» REQUIREMENTS: Quote every line below exactly as it reads.

....

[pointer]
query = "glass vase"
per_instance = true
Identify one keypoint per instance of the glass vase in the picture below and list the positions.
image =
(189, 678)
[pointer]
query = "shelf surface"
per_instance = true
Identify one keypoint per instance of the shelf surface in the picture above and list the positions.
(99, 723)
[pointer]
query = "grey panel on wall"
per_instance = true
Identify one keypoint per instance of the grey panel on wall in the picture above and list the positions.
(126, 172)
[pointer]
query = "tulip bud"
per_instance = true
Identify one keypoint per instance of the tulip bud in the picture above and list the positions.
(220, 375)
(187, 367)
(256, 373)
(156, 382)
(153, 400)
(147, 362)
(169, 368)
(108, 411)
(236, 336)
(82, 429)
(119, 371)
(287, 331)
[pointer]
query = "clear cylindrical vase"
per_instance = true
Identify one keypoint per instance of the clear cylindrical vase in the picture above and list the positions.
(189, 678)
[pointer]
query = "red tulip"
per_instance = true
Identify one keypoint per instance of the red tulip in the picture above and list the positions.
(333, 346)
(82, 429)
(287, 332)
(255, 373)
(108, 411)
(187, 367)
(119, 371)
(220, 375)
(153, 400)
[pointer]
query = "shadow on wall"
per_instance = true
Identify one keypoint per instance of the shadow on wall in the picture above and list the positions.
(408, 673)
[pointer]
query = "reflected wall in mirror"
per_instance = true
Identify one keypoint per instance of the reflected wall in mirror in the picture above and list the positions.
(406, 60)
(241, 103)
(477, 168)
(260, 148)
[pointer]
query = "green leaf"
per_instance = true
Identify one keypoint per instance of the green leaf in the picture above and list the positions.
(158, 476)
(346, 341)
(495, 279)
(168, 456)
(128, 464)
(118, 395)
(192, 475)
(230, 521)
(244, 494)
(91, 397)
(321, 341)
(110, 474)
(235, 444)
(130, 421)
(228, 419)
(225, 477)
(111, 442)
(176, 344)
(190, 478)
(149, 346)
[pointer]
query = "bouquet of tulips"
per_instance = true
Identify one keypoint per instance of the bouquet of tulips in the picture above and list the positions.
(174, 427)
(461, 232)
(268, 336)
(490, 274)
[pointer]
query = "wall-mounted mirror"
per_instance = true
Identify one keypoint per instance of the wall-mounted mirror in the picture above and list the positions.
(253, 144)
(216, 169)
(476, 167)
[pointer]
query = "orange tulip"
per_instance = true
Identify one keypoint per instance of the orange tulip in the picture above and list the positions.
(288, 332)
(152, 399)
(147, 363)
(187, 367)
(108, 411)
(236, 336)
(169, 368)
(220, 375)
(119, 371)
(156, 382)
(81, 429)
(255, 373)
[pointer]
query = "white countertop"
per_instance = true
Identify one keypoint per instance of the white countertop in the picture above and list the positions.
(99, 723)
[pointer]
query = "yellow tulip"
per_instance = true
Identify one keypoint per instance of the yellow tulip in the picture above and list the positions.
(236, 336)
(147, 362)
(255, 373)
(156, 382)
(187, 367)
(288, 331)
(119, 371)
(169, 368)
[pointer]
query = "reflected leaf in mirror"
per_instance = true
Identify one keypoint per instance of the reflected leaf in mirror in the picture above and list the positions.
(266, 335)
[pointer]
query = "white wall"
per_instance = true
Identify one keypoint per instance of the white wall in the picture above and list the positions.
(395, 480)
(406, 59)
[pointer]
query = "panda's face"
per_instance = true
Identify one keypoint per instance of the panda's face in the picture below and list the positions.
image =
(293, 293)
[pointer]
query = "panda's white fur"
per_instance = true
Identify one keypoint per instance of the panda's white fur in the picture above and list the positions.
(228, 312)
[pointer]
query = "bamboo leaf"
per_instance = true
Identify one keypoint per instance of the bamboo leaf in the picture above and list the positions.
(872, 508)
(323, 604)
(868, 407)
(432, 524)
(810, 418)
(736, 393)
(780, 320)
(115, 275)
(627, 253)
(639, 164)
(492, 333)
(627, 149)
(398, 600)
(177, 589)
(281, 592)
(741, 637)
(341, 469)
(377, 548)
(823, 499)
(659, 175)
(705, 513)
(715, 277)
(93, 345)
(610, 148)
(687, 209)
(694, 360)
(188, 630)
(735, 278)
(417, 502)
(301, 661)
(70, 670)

....

» COMPLETE ANSWER:
[pointer]
query = "glass vase"
per_instance = true
Identify one keypoint per instance of the glass vase in the picture below and list the positions.
image =
(189, 678)
[pointer]
query = "shelf surface"
per_instance = true
Identify one keypoint per instance of the shelf surface in the picture above and list the positions.
(99, 723)
[pointer]
query = "grey panel on wall"
per_instance = true
Identify one keypoint per instance of the grey panel on wall in the picture above and list the positions.
(126, 172)
[pointer]
query = "tulip bud"
per_instance = true
Identify one keypoint per instance of the tulip bud in the picture above and list the positions.
(220, 375)
(187, 367)
(256, 373)
(156, 382)
(153, 400)
(147, 362)
(169, 368)
(108, 411)
(236, 336)
(82, 429)
(119, 371)
(287, 331)
[pointer]
query = "clear cylindrical vase"
per_instance = true
Identify one keypoint per instance of the clear cylindrical vase in the picture above and list the positions.
(189, 678)
[pointer]
query = "red tulip"
per_instance = true
Identify one keypoint per instance of the red tulip in the picture above and list the positions.
(333, 346)
(82, 429)
(287, 332)
(255, 373)
(108, 411)
(187, 367)
(119, 371)
(220, 375)
(153, 400)
[pointer]
query = "shadow on wall"
per_instance = true
Identify one keypoint per instance of the shadow on wall in the picture above and list the positions.
(408, 673)
[pointer]
query = "reflected wall in mirror"
per_instance = true
Identify one keypoint per instance of the reflected wall in mirror in the picture above and list the positions.
(406, 60)
(241, 103)
(477, 168)
(260, 148)
[pointer]
query = "green leaf"
per_instance = true
Identify one keypoint per instance of the green leaf in the picture above and list the positions.
(158, 476)
(346, 341)
(495, 279)
(168, 456)
(128, 464)
(118, 395)
(192, 475)
(230, 521)
(244, 494)
(91, 397)
(321, 341)
(110, 474)
(235, 444)
(130, 421)
(228, 419)
(225, 477)
(111, 442)
(176, 344)
(190, 478)
(149, 346)
[pointer]
query = "bouquet of tulips"
per_instance = true
Identify one keypoint per instance of the bouquet of tulips in the picture above and list the positions.
(174, 427)
(461, 232)
(268, 336)
(490, 274)
[pointer]
query = "wall-mounted mirror"
per_instance = true
Identify one keypoint per instance of the wall-mounted mirror in the picture above and list the positions.
(253, 144)
(216, 169)
(476, 167)
[pointer]
query = "orange tulip"
per_instance = true
Identify one keypoint per instance of the orange tulip in the picture above and list the positions.
(288, 332)
(152, 399)
(147, 363)
(187, 367)
(108, 411)
(236, 336)
(169, 368)
(220, 375)
(119, 371)
(156, 382)
(81, 429)
(255, 373)
[pointer]
query = "white countertop"
per_instance = true
Identify one keypoint per instance of the white countertop in the picture above and list the positions.
(99, 723)
[pointer]
query = "yellow tulip"
per_instance = true
Identify one keypoint per instance of the yellow tulip in the picture above and list the positions.
(236, 336)
(147, 362)
(255, 373)
(156, 382)
(187, 367)
(288, 331)
(119, 371)
(169, 368)
[pointer]
query = "reflected leaf in mirror"
per_instance = true
Identify one keypoint per instance of the reflected leaf in mirror in the picture above and list the positions.
(266, 335)
[pointer]
query = "white wall"
per_instance = true
Identify one keypoint per instance of the white wall in the picture above and list the positions.
(395, 480)
(406, 59)
[pointer]
query = "panda's face"
per_instance = true
Identify one keypoint per instance of the panda's face in the picture below and list the positions.
image =
(293, 293)
[pointer]
query = "panda's white fur"
per_instance = true
Identify one keypoint per instance of the panda's white fur in the picture above and list the positions.
(228, 312)
[pointer]
query = "bamboo leaf"
per_instance = true
Identify one keypoint per instance of the bamboo leaf in the picture above and list the positions.
(872, 508)
(323, 604)
(868, 407)
(432, 524)
(810, 418)
(736, 393)
(780, 320)
(115, 275)
(627, 253)
(639, 164)
(492, 333)
(627, 149)
(398, 600)
(177, 589)
(281, 592)
(741, 637)
(341, 469)
(377, 548)
(823, 499)
(659, 175)
(705, 513)
(715, 277)
(93, 345)
(610, 148)
(687, 209)
(694, 360)
(188, 630)
(735, 278)
(417, 502)
(301, 661)
(70, 670)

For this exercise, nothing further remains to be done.